Text:
Promoted from Welsh Alliance League Division 1
- Holyhead Hotspur

Promoted from Welsh National League Division 1
- Holywell Town

Relegated from Cymru Premier
- Airbus UK Broughton

====From Cymru North====
Promoted to Cymru Premier
- Flint Town United

Relegated to Ardal NE
- Corwen
- Llanfair United

Relegated to Ardal NW
- Porthmadog

===Stadia and Locations===

| Team | Home City | Home Ground | Capacity |
|---|---|---|---|
| Airbus UK Broughton | Broughton | Hollingsworth Group International Airfield | 2,100 |
| Bangor City | Bangor | The EUROGOLD Stadium | 3,000 |
| Buckley Town | Buckley | Globe Way Stadium | 1,000 |
| Colwyn Bay | Old Colwyn | 4 Crosses Construction Arena | 2,509 |
| Conwy Borough | Conwy | Y Morfa Stadium | 2,500 |
| Gresford Athletic | Gresford | Clappers Lane | 1,000 |
| Guilsfield | Guilsfield | Community Centre Ground | 1,100 |
| Holyhead Hotspur | Holyhead | The New Oval | 2,000 |
| Holywell Town | Holywell | Halkyn Road | 2,000 |
| Llandudno | Llandudno | Maesdu Park | 1,013 |
| Llangefni Town | Llangefni | Bob Parry Field | 3,000 |
| Llanidloes Town | Llanidloes | Victoria Park | 4,000 |
| Llanrhaeadr | Llanrhaeadr-ym-Mochnant | The Recreation Field | 1,000 |
| Penrhyncoch | Penrhyncoch | Cae Baker | 800 |
| Prestatyn Town | Prestatyn | Bastion Road | 2,500 |
| Ruthin Town | Ruthin | Memorial Playing Fields | 2,000 |

Source: footballgroundmap.com Cymru North Ground Information

==Season overview==
Rhyl competed in the Cymru North league for the 2019–20 season. However, they were wound up on 21 April 2020. A phoenix club was set up the following month with the new name (voted by the fans association) of CPD Y Rhyl 1879. It was confirmed that the new club has secured the use of the Belle Vue stadium. Therefore, this league was reduced to sixteen teams.

The Professional Registration Periods for the 2020–21 season were as follows:
The first period was to open on 27 July 2020 and was to close at midnight on 16 October 2020.
Dates for the second period were to be confirmed prior to the season's cancellation.

Records excerpted from a collection
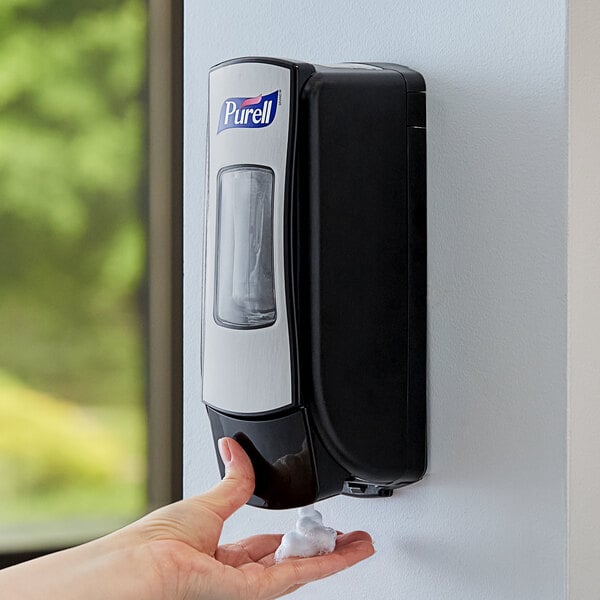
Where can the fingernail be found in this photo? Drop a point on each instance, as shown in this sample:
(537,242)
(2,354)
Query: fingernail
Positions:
(225,451)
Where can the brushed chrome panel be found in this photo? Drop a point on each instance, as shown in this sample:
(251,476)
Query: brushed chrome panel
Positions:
(247,371)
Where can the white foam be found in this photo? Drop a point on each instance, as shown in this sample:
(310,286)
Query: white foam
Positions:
(310,537)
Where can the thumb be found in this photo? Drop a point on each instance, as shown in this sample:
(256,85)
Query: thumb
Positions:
(236,487)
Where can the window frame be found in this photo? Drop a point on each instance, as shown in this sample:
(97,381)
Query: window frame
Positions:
(164,279)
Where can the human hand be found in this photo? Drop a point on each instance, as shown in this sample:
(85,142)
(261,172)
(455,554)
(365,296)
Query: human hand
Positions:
(173,554)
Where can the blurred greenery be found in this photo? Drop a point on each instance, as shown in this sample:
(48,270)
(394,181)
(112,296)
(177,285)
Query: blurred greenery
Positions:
(72,125)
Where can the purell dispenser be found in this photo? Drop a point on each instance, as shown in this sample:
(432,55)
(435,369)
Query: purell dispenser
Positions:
(313,350)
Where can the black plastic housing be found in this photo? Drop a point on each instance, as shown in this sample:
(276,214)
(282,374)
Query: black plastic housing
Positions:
(356,287)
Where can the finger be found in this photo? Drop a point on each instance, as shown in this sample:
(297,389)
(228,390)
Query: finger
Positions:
(236,487)
(252,549)
(282,577)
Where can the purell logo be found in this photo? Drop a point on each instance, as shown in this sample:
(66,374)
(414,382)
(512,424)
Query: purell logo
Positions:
(248,112)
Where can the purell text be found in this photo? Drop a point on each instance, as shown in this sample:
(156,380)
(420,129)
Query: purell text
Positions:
(255,112)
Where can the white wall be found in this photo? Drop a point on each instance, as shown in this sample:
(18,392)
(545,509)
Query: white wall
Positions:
(489,520)
(584,300)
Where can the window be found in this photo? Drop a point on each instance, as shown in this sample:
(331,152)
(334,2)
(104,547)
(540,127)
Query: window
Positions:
(90,301)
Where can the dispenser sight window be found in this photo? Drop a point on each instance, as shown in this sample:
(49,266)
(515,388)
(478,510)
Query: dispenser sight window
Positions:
(245,287)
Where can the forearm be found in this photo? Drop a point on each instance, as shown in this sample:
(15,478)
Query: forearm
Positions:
(98,570)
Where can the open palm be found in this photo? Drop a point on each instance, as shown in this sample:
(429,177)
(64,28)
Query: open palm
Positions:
(183,541)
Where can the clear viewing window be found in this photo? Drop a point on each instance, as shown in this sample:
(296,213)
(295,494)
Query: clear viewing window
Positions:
(245,289)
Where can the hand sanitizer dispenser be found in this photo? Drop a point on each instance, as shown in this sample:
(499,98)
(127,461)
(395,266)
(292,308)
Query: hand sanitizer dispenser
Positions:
(314,312)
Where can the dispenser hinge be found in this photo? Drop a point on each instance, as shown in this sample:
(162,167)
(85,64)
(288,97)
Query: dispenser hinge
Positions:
(363,489)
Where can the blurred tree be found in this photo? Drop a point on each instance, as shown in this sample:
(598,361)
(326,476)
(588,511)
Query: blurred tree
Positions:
(72,127)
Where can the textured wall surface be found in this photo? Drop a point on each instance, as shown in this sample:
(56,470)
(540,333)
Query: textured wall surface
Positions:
(488,522)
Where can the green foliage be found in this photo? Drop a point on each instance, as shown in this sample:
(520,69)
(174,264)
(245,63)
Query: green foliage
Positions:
(72,138)
(72,127)
(59,460)
(49,443)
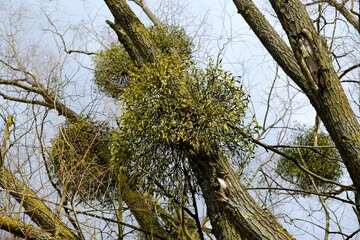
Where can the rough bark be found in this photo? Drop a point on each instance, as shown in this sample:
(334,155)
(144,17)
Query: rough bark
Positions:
(233,212)
(240,217)
(133,29)
(34,207)
(312,72)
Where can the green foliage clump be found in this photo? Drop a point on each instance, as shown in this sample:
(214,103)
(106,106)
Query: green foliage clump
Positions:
(171,102)
(321,161)
(79,160)
(113,64)
(111,68)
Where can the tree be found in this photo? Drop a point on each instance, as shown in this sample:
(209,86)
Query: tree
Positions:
(174,113)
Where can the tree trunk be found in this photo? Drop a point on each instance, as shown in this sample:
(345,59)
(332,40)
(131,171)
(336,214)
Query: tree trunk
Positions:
(236,216)
(233,212)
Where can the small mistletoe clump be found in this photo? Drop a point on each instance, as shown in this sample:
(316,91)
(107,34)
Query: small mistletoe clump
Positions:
(79,160)
(323,161)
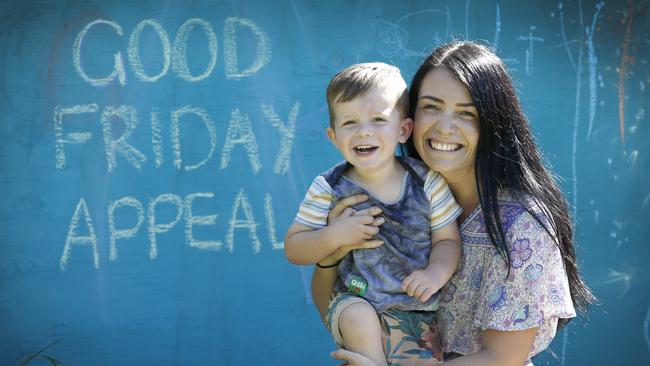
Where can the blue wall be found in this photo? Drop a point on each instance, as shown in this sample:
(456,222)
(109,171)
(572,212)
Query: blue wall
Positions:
(153,154)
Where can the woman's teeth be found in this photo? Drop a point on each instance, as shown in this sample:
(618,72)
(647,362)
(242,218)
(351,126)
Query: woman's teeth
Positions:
(444,147)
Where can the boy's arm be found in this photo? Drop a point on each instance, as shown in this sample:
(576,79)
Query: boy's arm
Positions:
(304,245)
(443,261)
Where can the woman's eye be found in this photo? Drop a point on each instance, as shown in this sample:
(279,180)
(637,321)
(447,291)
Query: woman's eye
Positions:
(467,114)
(431,107)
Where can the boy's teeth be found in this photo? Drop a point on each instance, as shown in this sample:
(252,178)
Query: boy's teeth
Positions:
(365,148)
(443,147)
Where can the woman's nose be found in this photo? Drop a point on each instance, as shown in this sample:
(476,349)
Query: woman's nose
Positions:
(445,125)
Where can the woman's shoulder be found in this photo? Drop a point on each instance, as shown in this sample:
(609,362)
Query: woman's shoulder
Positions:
(522,214)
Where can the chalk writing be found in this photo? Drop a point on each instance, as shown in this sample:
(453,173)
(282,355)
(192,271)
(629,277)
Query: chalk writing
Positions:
(122,233)
(230,47)
(175,135)
(75,138)
(154,228)
(74,239)
(248,223)
(120,145)
(179,53)
(287,131)
(134,54)
(240,132)
(118,65)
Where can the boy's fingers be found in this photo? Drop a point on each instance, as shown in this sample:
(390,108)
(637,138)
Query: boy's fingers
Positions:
(370,211)
(426,295)
(347,202)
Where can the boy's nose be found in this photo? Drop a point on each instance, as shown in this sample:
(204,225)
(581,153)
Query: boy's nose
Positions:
(364,130)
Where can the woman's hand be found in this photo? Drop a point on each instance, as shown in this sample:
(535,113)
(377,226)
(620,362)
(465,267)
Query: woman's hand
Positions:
(343,209)
(352,358)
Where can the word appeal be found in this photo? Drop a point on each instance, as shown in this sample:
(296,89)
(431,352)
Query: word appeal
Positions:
(183,207)
(175,54)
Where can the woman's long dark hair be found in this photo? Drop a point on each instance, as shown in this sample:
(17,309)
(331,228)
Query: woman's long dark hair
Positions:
(507,156)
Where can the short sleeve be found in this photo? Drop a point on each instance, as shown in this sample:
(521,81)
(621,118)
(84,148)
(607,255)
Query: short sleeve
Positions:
(535,293)
(316,205)
(443,208)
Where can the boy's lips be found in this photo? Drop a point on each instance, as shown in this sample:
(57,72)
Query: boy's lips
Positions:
(444,146)
(365,150)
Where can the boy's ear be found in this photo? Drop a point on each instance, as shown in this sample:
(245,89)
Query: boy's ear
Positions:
(405,130)
(331,135)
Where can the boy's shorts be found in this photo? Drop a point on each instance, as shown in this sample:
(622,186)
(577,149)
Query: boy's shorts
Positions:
(409,337)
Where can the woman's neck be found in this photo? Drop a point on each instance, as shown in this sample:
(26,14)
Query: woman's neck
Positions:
(463,187)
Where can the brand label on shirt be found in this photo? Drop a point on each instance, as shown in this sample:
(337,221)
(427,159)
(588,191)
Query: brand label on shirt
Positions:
(358,286)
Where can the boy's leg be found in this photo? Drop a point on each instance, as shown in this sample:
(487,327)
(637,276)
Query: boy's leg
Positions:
(361,331)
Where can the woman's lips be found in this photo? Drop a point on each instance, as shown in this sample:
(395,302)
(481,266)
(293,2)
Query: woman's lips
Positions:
(444,146)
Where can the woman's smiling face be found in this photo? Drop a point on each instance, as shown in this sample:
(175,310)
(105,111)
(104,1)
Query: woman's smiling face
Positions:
(446,127)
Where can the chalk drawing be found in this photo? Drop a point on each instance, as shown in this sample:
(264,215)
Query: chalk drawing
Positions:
(592,62)
(565,342)
(116,234)
(129,115)
(646,330)
(74,239)
(240,132)
(638,117)
(179,51)
(529,51)
(287,131)
(270,223)
(622,280)
(560,6)
(263,50)
(467,19)
(155,228)
(393,38)
(576,116)
(156,137)
(118,64)
(73,138)
(632,158)
(248,223)
(134,54)
(497,28)
(176,140)
(191,221)
(626,60)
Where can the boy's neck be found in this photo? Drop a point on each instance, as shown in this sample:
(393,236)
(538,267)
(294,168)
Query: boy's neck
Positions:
(383,182)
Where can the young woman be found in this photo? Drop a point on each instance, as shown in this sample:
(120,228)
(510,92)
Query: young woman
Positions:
(518,279)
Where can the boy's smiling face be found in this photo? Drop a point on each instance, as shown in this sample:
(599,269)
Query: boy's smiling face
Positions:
(368,128)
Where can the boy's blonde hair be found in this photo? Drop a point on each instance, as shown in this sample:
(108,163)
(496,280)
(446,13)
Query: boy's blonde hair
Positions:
(358,79)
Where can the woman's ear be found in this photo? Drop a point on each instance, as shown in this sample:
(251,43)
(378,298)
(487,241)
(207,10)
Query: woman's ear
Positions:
(405,130)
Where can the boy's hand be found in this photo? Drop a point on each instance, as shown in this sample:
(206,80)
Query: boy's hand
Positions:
(351,228)
(354,228)
(422,283)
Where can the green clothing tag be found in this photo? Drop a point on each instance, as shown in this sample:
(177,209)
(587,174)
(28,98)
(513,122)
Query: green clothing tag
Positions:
(358,286)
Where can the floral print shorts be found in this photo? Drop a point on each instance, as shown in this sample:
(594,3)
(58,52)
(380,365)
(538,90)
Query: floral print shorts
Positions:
(410,338)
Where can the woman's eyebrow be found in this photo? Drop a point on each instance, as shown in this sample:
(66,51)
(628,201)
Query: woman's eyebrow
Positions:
(432,98)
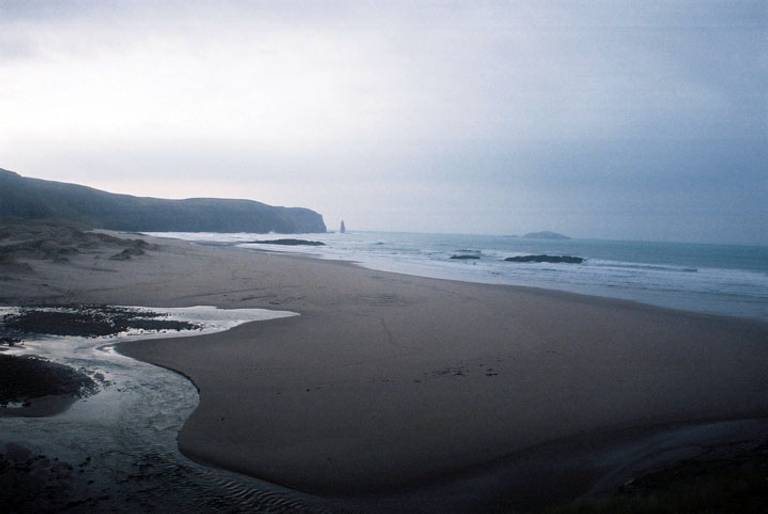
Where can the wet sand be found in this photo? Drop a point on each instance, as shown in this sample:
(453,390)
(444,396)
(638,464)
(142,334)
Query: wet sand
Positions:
(386,381)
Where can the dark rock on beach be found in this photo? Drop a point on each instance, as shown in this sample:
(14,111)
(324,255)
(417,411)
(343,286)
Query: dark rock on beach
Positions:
(26,378)
(567,259)
(87,321)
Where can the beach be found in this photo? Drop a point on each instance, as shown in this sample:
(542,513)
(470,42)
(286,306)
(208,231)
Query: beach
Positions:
(390,390)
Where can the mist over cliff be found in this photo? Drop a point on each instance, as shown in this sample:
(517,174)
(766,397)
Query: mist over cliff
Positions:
(29,198)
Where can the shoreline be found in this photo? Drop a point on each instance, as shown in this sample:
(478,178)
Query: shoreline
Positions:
(378,358)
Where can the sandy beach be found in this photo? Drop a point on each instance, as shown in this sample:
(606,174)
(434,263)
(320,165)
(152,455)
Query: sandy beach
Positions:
(388,384)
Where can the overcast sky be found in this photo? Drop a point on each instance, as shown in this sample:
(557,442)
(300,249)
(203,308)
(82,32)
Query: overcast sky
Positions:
(630,120)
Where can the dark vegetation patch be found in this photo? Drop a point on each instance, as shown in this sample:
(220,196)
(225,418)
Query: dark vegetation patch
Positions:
(58,242)
(567,259)
(26,378)
(85,321)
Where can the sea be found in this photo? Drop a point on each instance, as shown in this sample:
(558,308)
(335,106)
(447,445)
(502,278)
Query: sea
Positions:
(729,280)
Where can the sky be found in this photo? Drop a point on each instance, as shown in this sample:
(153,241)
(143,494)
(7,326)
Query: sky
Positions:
(606,119)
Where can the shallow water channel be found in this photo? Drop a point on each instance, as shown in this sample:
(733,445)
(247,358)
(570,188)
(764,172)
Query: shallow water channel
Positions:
(121,442)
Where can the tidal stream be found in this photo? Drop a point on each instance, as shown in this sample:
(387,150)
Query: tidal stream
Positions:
(121,442)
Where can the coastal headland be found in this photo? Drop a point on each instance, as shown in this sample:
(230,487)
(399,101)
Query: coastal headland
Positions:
(391,386)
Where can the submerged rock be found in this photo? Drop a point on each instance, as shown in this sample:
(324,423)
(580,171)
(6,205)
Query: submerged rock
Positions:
(567,259)
(286,242)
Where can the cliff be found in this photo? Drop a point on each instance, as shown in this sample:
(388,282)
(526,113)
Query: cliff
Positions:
(28,198)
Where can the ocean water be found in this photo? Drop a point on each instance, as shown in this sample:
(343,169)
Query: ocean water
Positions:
(719,279)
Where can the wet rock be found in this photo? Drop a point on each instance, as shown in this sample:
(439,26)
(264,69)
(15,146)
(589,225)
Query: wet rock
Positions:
(566,259)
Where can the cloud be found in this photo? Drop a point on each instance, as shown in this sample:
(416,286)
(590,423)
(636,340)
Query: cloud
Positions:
(467,115)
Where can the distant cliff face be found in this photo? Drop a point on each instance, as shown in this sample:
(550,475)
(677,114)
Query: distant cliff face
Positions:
(29,198)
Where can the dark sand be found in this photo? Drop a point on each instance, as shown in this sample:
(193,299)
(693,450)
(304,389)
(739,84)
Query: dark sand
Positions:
(386,382)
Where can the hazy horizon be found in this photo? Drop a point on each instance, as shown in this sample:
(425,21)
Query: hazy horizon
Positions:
(612,120)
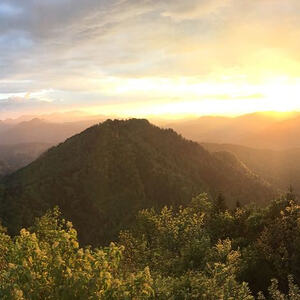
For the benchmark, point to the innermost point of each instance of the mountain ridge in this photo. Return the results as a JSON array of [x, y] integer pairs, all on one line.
[[102, 176]]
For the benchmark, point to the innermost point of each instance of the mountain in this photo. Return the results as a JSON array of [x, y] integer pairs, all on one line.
[[257, 130], [14, 157], [101, 177], [41, 131], [281, 168]]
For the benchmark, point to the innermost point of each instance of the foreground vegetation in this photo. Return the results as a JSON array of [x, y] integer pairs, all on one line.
[[202, 251]]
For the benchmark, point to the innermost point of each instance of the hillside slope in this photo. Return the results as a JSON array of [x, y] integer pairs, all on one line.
[[101, 177], [281, 168]]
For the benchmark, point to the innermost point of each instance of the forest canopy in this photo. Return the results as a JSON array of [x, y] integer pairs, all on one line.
[[201, 251]]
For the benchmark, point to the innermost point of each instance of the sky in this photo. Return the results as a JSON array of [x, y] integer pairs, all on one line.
[[149, 57]]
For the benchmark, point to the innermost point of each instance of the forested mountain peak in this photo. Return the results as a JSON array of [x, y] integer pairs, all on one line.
[[101, 177]]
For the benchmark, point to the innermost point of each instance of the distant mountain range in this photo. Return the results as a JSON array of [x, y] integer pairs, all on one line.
[[101, 177], [40, 131], [281, 168], [14, 157], [258, 130]]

Assignment A: Write out the portion of the Cymru North text between "The Professional Registration" and "the season's cancellation.", inclusive.
Assignment B: According to the Cymru North text, why was the league reduced to sixteen teams?

Response box A:
The Professional Registration Periods for the 2020–21 season were as follows:
The first period was to open on 27 July 2020 and was to close at midnight on 16 October 2020.
Dates for the second period were to be confirmed prior to the season's cancellation.

Response box B: The league was reduced to sixteen teams because Rhyl, which had competed in the Cymru North for the 2019–20 season, was wound up on 21 April 2020.